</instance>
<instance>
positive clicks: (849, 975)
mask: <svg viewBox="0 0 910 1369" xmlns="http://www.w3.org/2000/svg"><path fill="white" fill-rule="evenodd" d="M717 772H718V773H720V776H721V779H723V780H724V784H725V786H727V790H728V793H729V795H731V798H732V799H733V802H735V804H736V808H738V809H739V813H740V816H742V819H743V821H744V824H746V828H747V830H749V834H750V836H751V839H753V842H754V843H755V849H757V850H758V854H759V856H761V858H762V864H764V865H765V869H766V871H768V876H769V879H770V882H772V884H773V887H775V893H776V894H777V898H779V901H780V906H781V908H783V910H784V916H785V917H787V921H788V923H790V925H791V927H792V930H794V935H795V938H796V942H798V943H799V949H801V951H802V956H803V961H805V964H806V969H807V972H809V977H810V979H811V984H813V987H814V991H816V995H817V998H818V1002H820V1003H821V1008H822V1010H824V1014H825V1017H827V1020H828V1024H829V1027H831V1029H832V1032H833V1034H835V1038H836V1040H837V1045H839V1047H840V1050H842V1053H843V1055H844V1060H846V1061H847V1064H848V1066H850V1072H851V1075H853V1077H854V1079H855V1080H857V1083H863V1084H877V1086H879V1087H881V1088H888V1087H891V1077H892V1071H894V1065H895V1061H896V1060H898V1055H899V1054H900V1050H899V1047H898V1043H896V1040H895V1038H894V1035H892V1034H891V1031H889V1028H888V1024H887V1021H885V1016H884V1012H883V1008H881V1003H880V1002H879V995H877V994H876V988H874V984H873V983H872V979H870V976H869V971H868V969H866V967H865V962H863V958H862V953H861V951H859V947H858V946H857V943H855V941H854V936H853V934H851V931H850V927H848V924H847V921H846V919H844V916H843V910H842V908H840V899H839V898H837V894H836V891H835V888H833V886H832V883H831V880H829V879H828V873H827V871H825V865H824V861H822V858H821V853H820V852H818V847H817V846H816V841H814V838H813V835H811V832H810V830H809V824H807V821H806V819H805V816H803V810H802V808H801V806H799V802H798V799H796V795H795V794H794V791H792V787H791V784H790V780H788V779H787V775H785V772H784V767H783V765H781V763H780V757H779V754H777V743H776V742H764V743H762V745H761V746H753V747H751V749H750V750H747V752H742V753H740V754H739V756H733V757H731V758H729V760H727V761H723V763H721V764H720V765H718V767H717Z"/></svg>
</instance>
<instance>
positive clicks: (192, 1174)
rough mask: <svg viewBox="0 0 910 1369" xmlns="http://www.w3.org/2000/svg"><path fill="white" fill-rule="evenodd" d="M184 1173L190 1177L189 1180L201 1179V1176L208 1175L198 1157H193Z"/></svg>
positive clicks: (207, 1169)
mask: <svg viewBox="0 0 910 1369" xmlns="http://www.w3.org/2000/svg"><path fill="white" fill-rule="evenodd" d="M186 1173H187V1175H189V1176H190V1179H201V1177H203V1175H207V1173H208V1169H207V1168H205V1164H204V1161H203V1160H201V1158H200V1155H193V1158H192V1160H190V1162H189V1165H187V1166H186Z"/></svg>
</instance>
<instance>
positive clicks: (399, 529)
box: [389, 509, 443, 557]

::::::

» WHAT IS NEEDED: Pick out every line of the items above that contains the string "positive", treating uppercase and lowercase letters as different, and copy each of those lines.

» EXERCISE OUTPUT:
positive clicks: (849, 975)
positive clicks: (192, 1174)
positive clicks: (207, 1169)
positive clicks: (399, 529)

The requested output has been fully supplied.